Source text:
On another issue, Owens seemed to back away from Kawecki's statement at a meeting 10 days ago that the IRS tries to encourage nonprofit organizations, in closing agreements, to disclose they were the subject of enforcement action.

Owens said that while the IRS may encourage disclosure of abuses that it wants exempt organizations to be aware of, "we do not have a general policy that every closing agreement will have some sort of disclosure.

"There may very well be issues and agreements where there isn't any clear voluntary compliance benefit," he said.

Bond lawyers breathed a sigh of relief after Owens and Friedlander said hospital bonds will not necessarily lose their tax-exempt status because of enforcement action against hospitals under audit.

"I was pleased to see that representatives of the exempt organization branch seem to have a real good understanding or the sensitivity of the bond market," said William Loafman, a partner with the law firm of Whitman and Ransom in New York.

When IRS officials talk about taxing hospital bonds, that affects the trading of the bonds, Loafman said,

But Loafman and other bond lawyers at the meeting were concerned at Friedlander's examples of potential bond abuses that are being raised in the hospital audits.

In one case, Friedlander said, IRS auditors are questioning whether bond-financed housing for hospital employees constitutes the private use of bond proceeds. Under the tax law, bond issues are private activity bonds and possibly taxable if more than 10% of the proceeds are used in a private trade or business and more than 10% of the debt service is paid with money from private sources.

Questions:
• a. In the article on IRS enforcement and hospital bonds, reproduce the passage starting at "Bond lawyers breathed" and ending at "the hospital audits.", swapping "hospital bonds" for "health care bonds" throughout.
• b. Carry on the article about IRS scrutiny of hospital bonds from the point at which it stops.

Records excerpted from a collection:
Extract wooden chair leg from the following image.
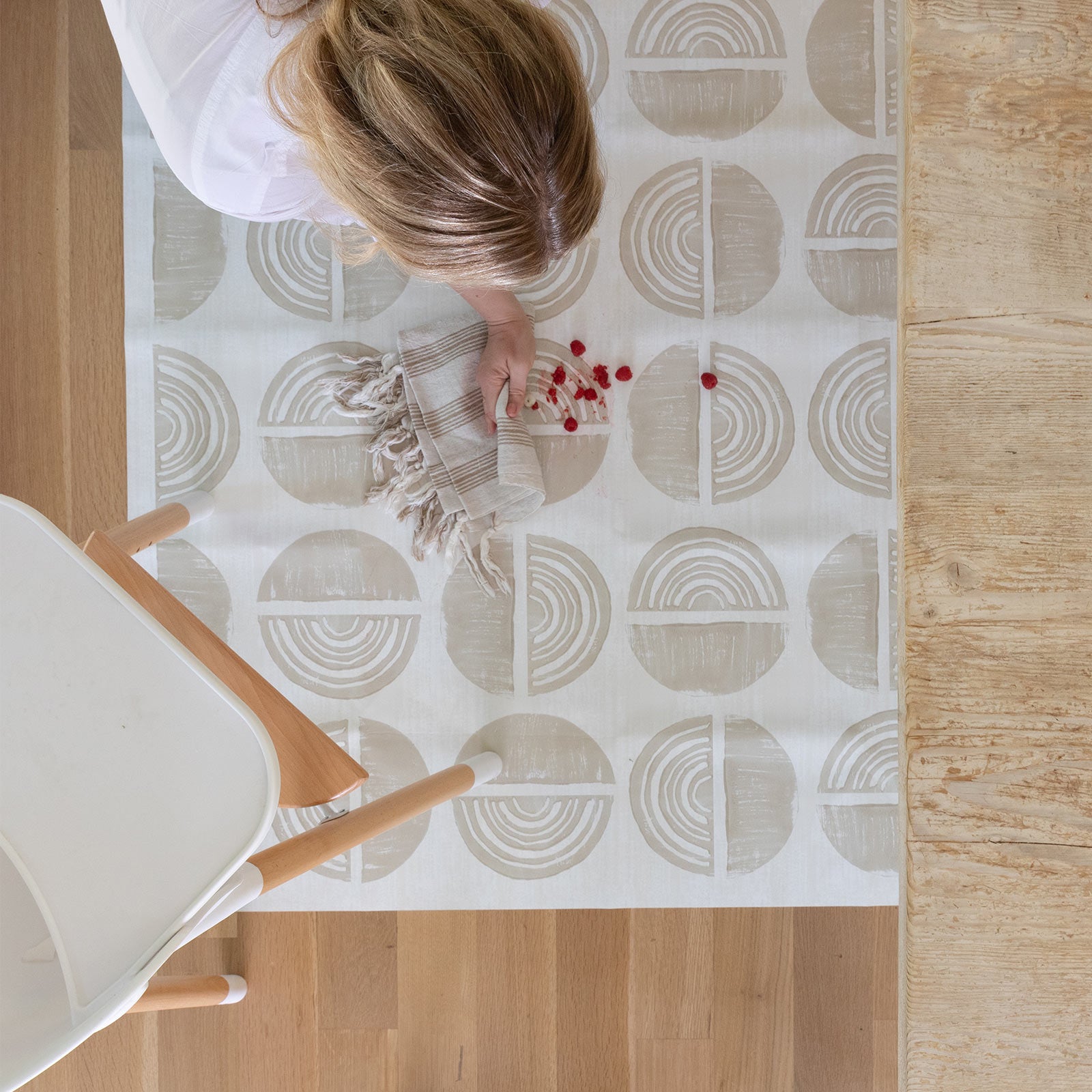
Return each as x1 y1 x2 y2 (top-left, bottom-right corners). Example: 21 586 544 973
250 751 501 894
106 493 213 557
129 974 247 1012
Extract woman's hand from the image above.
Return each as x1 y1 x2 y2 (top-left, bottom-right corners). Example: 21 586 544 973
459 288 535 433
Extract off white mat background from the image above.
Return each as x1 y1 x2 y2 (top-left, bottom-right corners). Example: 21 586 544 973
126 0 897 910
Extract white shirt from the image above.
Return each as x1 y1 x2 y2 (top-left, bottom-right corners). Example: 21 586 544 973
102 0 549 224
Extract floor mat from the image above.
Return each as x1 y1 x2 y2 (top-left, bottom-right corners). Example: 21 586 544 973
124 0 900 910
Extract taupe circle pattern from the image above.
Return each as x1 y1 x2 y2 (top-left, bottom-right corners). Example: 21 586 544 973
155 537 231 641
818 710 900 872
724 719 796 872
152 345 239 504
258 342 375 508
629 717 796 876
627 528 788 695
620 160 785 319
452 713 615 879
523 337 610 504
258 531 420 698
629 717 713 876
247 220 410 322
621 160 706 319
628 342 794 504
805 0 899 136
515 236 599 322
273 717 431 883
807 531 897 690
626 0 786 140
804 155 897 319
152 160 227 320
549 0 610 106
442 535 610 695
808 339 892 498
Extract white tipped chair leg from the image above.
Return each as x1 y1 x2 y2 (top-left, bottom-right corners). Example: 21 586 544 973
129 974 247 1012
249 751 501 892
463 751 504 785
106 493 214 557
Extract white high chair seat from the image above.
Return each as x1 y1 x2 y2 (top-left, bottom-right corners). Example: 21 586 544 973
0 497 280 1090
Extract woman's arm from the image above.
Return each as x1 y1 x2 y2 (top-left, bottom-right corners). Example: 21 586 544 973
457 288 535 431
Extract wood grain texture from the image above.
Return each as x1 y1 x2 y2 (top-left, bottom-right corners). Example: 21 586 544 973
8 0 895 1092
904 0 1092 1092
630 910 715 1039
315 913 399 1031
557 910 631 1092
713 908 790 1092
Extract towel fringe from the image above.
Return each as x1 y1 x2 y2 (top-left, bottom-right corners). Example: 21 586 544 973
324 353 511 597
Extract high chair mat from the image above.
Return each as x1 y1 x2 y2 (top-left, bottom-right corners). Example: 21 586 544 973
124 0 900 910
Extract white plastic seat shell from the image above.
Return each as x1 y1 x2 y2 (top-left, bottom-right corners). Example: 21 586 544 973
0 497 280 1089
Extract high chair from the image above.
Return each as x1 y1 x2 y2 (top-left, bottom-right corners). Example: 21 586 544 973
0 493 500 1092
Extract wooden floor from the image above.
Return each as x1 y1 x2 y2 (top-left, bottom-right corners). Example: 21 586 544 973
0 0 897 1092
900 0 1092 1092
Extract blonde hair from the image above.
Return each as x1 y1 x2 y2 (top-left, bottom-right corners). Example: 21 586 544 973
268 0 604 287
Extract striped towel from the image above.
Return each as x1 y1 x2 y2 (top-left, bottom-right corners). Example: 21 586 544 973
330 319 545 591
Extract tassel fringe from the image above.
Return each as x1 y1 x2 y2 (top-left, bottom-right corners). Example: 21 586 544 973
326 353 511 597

---

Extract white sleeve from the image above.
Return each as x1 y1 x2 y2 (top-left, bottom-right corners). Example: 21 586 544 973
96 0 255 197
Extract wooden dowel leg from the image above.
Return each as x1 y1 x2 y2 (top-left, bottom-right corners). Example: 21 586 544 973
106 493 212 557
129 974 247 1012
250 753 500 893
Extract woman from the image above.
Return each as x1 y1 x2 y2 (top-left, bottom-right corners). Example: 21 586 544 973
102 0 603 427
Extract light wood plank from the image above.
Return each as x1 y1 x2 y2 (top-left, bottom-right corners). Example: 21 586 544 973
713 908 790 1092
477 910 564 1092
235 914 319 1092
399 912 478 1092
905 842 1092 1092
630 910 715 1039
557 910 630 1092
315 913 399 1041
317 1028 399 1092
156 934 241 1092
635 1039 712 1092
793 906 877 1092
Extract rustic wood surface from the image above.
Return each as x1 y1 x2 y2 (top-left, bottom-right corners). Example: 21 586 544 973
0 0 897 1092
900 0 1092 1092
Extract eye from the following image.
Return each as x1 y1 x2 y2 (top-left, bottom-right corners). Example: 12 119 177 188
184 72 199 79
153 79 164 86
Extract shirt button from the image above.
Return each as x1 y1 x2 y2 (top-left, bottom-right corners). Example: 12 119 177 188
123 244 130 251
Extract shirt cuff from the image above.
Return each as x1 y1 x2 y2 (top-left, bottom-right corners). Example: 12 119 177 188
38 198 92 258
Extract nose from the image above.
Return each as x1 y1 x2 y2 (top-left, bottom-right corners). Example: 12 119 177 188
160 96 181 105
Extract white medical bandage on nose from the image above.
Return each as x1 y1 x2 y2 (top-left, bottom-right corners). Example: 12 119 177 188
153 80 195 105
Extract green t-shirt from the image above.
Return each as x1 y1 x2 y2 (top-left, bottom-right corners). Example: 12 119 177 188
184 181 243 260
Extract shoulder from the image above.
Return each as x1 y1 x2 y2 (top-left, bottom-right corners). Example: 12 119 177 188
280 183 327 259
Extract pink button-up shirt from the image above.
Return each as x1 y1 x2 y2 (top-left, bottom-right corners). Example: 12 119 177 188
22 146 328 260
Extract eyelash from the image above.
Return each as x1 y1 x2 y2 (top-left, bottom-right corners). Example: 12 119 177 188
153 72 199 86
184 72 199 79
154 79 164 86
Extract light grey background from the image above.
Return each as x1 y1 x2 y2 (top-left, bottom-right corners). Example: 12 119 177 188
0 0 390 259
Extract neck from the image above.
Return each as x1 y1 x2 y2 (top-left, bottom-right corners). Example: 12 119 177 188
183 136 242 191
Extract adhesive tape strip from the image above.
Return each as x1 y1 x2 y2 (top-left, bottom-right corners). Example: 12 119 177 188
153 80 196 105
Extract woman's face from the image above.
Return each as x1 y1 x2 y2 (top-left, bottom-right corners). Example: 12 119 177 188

Results of the exercise:
• a.
Bond lawyers breathed a sigh of relief after Owens and Friedlander said health care bonds will not necessarily lose their tax-exempt status because of enforcement action against hospitals under audit.

"I was pleased to see that representatives of the exempt organization branch seem to have a real good understanding or the sensitivity of the bond market," said William Loafman, a partner with the law firm of Whitman and Ransom in New York.

When IRS officials talk about taxing health care bonds, that affects the trading of the bonds, Loafman said,

But Loafman and other bond lawyers at the meeting were concerned at Friedlander's examples of potential bond abuses that are being raised in the hospital audits.

• b.
But most bond counsel would not view this as a private use problem because the hospital employees are not using the housing to engage in a private trade or business, Loafman and others said after the meeting.

Friedlander cited another case in which auditors are questioning whether hospital bonds used to finance a research facility would fall within the tax law's $150 million cap on the amount of nonhospital bonds that a nonprofit organization can have outstanding at any one time.

R. Todd Greenwalt, a lawyer with Vinson & Elkins in Houston, and Lauren K. McNulty, a lawyer with Gardner, Carton & Douglas in Chicago, both pointed out after the meeting that previously issued IRs private letter rulings suggest it might be possible to issue such bonds outside the cap if the research facility is integrated with the hospital and does not impinge on the hospital's primary mission of caring for its patients.

McNulty said Friedlander's examples show how much the exempt organizations branch still has to learn about tax-exempt bonds.

"Right now they seem to be jumping on things that the bond community hasn't been concerned about. They just need to tread carefully," McNulty said.

Friedlander tried to assure the lawyers that exempt organization branch officials and auditors will work closely with the IRS' tax-exempt bond branch on bond issues that arise from the new municipal bond enforcement program.

He also talked about the agency's new procedural rules for organizations that are planning tax-exempt financings and seeking tax-exempt status, calling them "an 18-month experiment." The rules, which were issued late last year, require the organizations to provide the IRS with information about their bond plans in order to obtain tax-exempt status. The IRS plans to seek comments on the rules after they have been in place for 18 months.

Friedlander said the rules are not meant to put the IRS in the business of qualifying bonds, but instead are aimed at preventing abusive situations.

Most organizations that already have been granted tax-exempt status need not come back to the IRS for a reconfirmation if they plan a new bond financing, unless they have changed their mission, he said.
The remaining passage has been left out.